Retype, word for word, the line containing "Target = blue locomotive" and every line after it to the end. Skip pictures.
+---+
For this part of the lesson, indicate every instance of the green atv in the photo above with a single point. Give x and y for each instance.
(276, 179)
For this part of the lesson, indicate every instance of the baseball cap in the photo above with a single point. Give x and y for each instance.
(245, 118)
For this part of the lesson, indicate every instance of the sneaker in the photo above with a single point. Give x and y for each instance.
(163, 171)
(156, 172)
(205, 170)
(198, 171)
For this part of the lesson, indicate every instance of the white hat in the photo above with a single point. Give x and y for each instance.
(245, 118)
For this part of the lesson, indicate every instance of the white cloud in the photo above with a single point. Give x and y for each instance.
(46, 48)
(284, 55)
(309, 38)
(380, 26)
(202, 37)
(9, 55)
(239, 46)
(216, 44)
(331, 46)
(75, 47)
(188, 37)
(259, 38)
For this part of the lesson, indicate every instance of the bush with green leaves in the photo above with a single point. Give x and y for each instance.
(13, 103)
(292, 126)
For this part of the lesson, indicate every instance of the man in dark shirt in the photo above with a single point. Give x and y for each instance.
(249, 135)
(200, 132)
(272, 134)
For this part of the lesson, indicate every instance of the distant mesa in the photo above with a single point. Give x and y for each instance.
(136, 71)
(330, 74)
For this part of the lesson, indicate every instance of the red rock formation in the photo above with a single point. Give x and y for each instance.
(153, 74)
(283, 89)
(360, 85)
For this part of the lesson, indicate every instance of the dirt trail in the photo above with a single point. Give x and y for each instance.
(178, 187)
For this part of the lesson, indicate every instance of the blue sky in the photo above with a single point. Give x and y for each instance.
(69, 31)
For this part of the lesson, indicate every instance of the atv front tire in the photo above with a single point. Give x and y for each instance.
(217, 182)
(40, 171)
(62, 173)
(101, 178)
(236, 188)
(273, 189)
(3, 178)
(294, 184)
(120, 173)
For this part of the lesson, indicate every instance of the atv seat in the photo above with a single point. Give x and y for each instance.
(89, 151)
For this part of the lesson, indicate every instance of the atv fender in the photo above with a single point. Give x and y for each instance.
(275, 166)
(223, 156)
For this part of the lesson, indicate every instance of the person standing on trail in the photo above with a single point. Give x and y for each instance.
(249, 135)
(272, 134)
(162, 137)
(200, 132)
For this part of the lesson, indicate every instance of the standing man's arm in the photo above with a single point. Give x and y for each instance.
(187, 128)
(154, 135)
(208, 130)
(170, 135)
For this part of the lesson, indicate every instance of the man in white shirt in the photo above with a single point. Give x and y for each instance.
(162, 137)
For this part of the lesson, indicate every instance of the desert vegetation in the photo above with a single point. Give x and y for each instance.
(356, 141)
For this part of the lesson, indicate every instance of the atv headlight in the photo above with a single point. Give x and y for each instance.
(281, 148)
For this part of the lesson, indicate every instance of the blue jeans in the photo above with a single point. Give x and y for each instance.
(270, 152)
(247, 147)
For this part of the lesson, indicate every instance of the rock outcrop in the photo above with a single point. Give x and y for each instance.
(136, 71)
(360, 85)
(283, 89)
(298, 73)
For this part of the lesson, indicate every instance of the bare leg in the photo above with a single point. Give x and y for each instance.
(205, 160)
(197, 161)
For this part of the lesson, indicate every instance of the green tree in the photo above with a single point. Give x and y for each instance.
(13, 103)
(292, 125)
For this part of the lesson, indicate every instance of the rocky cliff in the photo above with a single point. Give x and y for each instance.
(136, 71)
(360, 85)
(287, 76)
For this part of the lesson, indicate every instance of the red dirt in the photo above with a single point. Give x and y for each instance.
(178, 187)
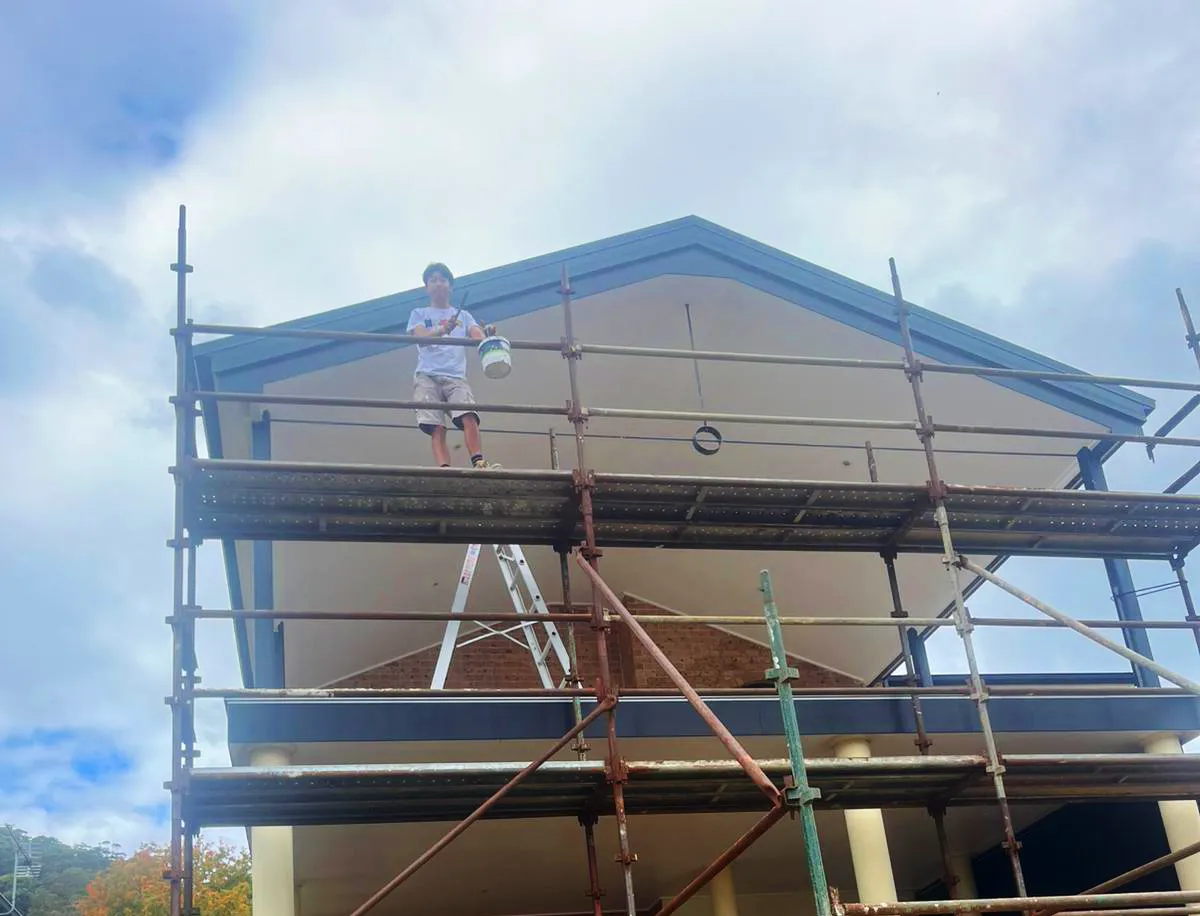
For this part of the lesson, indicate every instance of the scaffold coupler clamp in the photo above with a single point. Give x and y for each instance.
(576, 413)
(796, 797)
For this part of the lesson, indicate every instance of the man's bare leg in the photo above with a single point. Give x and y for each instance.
(441, 453)
(471, 432)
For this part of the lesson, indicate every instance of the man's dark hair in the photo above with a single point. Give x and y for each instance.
(437, 268)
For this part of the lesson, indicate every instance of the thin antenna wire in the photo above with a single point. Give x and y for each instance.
(695, 363)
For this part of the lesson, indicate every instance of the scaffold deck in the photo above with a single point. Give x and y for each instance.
(291, 501)
(413, 792)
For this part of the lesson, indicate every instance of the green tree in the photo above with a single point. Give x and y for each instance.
(64, 876)
(135, 886)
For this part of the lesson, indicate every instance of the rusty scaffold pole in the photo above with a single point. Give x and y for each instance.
(964, 624)
(183, 626)
(588, 818)
(585, 484)
(923, 742)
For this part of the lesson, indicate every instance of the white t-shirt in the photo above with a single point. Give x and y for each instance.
(438, 360)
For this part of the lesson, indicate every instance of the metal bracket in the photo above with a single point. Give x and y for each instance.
(576, 413)
(616, 772)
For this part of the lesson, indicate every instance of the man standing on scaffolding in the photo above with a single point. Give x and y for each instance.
(441, 376)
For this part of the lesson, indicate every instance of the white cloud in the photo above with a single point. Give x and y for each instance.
(981, 144)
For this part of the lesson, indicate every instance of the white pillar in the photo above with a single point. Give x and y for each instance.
(1181, 818)
(271, 867)
(868, 839)
(724, 893)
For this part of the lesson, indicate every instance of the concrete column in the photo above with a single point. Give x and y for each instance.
(1181, 818)
(868, 839)
(724, 893)
(271, 866)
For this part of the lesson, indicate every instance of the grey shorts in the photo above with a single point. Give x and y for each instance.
(442, 390)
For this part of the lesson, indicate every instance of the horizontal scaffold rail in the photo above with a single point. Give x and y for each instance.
(301, 501)
(419, 792)
(893, 365)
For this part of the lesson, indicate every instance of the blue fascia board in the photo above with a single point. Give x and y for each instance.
(1105, 678)
(257, 722)
(689, 246)
(207, 382)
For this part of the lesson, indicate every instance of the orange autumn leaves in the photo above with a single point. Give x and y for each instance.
(135, 886)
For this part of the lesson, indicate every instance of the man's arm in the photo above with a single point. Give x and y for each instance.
(418, 329)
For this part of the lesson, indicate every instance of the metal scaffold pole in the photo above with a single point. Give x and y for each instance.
(179, 872)
(918, 713)
(606, 688)
(949, 558)
(799, 794)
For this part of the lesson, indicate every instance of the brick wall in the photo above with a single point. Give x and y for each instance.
(707, 657)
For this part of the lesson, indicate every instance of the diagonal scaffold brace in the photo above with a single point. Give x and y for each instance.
(798, 796)
(604, 705)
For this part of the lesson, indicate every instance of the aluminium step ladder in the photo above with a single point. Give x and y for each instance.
(526, 599)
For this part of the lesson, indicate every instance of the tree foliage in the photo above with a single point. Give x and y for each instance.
(135, 886)
(64, 876)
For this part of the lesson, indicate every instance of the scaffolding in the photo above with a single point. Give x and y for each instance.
(582, 512)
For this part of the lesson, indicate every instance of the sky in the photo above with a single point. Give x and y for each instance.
(1032, 166)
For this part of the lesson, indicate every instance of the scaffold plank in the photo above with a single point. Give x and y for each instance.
(421, 792)
(291, 501)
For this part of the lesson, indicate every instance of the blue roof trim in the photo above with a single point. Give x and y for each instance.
(688, 246)
(252, 722)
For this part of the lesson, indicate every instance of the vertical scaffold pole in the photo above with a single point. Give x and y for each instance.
(799, 795)
(918, 713)
(606, 688)
(179, 872)
(963, 623)
(1193, 342)
(588, 819)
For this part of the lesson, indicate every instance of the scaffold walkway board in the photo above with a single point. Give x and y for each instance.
(291, 501)
(419, 792)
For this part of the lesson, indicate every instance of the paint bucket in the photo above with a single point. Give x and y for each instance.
(496, 355)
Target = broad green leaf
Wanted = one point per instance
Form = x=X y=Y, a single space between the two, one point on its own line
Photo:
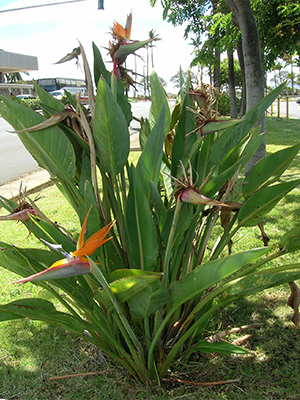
x=214 y=184
x=42 y=310
x=49 y=147
x=149 y=162
x=269 y=169
x=291 y=240
x=127 y=273
x=144 y=132
x=47 y=99
x=233 y=135
x=99 y=67
x=251 y=147
x=125 y=288
x=220 y=347
x=159 y=97
x=262 y=202
x=156 y=201
x=149 y=300
x=184 y=220
x=206 y=275
x=140 y=226
x=111 y=133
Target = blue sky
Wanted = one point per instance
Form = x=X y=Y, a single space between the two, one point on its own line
x=51 y=32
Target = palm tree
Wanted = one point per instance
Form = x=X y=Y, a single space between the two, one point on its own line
x=153 y=37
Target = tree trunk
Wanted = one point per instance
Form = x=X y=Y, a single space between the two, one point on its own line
x=254 y=72
x=217 y=74
x=244 y=88
x=233 y=107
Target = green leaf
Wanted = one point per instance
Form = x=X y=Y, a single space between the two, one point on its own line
x=140 y=226
x=263 y=201
x=144 y=132
x=220 y=347
x=126 y=287
x=149 y=162
x=156 y=201
x=111 y=133
x=206 y=275
x=127 y=273
x=290 y=242
x=49 y=147
x=42 y=310
x=47 y=99
x=149 y=300
x=269 y=169
x=214 y=184
x=159 y=97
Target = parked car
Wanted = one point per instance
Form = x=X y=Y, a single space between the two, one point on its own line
x=58 y=94
x=24 y=96
x=73 y=90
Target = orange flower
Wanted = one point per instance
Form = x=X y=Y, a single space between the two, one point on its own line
x=74 y=264
x=122 y=32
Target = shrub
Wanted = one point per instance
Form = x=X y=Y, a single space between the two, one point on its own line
x=146 y=296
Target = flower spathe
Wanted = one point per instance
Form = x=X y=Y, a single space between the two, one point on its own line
x=192 y=196
x=75 y=263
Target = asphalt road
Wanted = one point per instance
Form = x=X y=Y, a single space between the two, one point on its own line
x=294 y=109
x=15 y=161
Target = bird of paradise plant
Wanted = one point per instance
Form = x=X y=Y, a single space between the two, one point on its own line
x=75 y=263
x=157 y=283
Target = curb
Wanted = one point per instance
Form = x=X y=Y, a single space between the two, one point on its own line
x=38 y=180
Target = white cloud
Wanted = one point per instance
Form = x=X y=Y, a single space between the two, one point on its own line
x=51 y=32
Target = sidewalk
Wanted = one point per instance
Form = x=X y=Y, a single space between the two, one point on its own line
x=41 y=179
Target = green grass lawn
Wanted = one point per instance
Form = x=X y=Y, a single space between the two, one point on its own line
x=33 y=352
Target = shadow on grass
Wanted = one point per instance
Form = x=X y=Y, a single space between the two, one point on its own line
x=34 y=352
x=269 y=371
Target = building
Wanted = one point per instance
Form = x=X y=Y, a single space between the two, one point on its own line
x=15 y=62
x=51 y=84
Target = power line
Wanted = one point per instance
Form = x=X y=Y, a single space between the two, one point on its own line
x=41 y=5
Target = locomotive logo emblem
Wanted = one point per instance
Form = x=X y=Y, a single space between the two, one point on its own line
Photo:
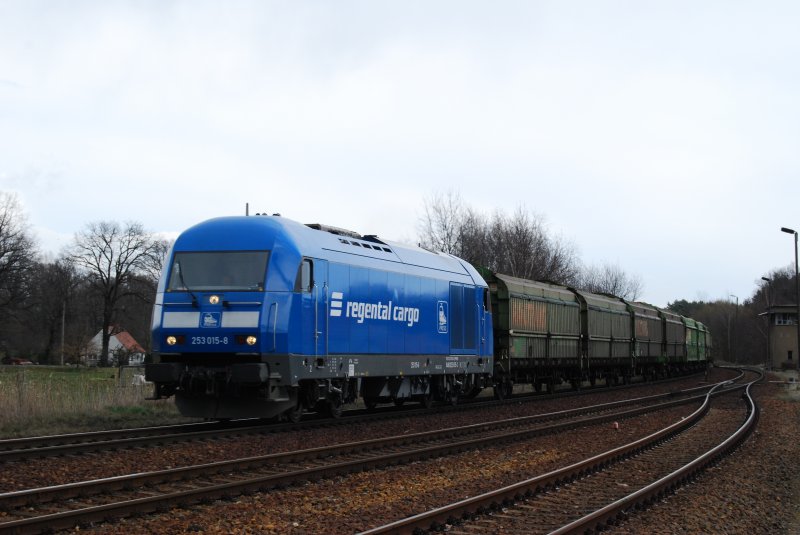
x=336 y=304
x=209 y=320
x=372 y=311
x=442 y=316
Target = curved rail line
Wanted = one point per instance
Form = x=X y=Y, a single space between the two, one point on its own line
x=99 y=441
x=155 y=491
x=612 y=513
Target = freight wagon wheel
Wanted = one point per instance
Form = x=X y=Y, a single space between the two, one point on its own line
x=330 y=407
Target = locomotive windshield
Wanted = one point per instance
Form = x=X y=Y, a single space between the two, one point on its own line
x=217 y=271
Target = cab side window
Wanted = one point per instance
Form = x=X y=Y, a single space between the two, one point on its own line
x=305 y=276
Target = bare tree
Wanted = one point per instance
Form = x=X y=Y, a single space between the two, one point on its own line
x=441 y=224
x=111 y=257
x=518 y=245
x=611 y=279
x=17 y=255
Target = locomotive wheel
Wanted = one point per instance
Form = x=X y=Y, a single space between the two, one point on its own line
x=295 y=414
x=333 y=408
x=427 y=400
x=503 y=390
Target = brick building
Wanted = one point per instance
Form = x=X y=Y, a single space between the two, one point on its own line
x=782 y=336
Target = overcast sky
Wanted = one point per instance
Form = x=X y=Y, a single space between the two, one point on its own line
x=659 y=136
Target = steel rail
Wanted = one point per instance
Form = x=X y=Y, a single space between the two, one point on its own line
x=437 y=518
x=654 y=492
x=68 y=519
x=17 y=449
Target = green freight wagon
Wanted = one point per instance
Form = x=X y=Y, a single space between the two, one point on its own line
x=537 y=330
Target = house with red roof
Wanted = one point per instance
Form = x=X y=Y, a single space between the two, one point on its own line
x=122 y=349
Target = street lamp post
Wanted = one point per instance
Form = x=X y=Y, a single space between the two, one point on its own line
x=768 y=361
x=735 y=326
x=796 y=290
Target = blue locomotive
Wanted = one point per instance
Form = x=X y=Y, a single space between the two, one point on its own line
x=262 y=316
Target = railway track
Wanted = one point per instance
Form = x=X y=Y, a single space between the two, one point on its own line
x=64 y=506
x=601 y=491
x=18 y=449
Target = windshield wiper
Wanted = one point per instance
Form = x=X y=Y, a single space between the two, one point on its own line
x=186 y=286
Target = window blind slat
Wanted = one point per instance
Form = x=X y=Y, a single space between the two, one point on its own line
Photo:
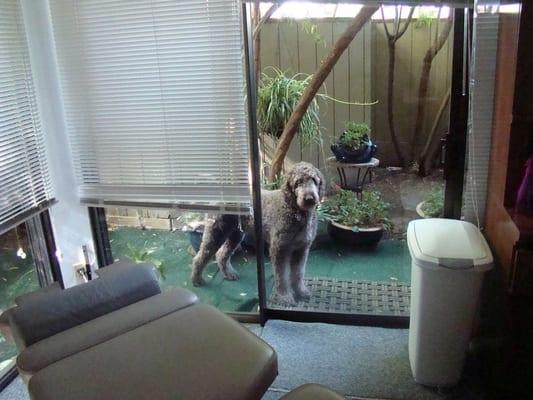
x=155 y=102
x=24 y=177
+---+
FINAL RESULT:
Target = blue locomotive
Wanted = one point per instance
Form = x=X y=Y, a single space between the two, one point on its own line
x=262 y=316
Target = railway track
Wanted = one point per instance
Form = x=X y=Y, a single space between the two, one point on its own line
x=64 y=506
x=601 y=491
x=18 y=449
Target = windshield wiper
Wanted = one point per instance
Form = x=X y=Y, a single space between the two, one point on its own line
x=186 y=286
Target = window blind slat
Wanted = one point per instance
Form = x=X y=Y, a single space between the two, one point on its own line
Photo:
x=155 y=102
x=24 y=177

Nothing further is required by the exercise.